● **Given exercise**:
Recast the stretch of the material from its start through the line containing "pixel 264 912" as a Markdown table with the columns Row and Line. Leave out any blank lines.

Dataset entries:
┄┄┄┄┄┄

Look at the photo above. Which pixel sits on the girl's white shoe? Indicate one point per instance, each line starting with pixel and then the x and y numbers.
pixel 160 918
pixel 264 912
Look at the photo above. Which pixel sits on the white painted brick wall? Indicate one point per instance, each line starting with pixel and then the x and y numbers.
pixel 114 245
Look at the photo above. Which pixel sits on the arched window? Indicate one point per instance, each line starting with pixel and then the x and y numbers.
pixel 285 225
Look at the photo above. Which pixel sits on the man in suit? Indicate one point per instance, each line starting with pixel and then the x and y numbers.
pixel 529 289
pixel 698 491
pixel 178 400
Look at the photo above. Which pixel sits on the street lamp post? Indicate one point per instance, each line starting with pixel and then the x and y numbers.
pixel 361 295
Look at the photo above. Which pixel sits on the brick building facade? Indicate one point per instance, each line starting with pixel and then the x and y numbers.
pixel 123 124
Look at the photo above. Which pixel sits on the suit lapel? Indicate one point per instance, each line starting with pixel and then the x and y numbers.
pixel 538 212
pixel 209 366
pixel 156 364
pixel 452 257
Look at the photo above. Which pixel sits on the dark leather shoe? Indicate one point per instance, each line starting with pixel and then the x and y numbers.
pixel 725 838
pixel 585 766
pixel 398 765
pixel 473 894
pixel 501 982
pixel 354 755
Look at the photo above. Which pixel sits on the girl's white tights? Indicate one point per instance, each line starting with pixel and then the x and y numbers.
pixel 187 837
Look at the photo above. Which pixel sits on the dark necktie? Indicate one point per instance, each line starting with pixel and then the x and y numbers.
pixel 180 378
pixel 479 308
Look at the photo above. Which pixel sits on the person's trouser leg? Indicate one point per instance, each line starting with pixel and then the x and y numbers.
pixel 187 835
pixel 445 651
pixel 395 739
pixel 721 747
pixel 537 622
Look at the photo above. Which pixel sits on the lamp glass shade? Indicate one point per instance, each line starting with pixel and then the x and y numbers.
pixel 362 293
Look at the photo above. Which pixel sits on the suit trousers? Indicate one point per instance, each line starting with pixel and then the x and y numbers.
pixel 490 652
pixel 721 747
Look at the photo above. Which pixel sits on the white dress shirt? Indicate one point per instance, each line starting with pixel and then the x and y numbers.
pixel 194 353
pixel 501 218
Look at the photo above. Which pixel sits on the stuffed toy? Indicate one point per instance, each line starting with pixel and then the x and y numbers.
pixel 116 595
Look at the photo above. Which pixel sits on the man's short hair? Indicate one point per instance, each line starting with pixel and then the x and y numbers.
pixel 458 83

┄┄┄┄┄┄

● **Response to the task**:
| Row | Line |
|---|---|
| 1 | Look at the photo above. Which pixel sits on the girl's white shoe? Indicate one point per instance, each line starting with pixel and then the x and y numbers. |
| 2 | pixel 160 918 |
| 3 | pixel 264 912 |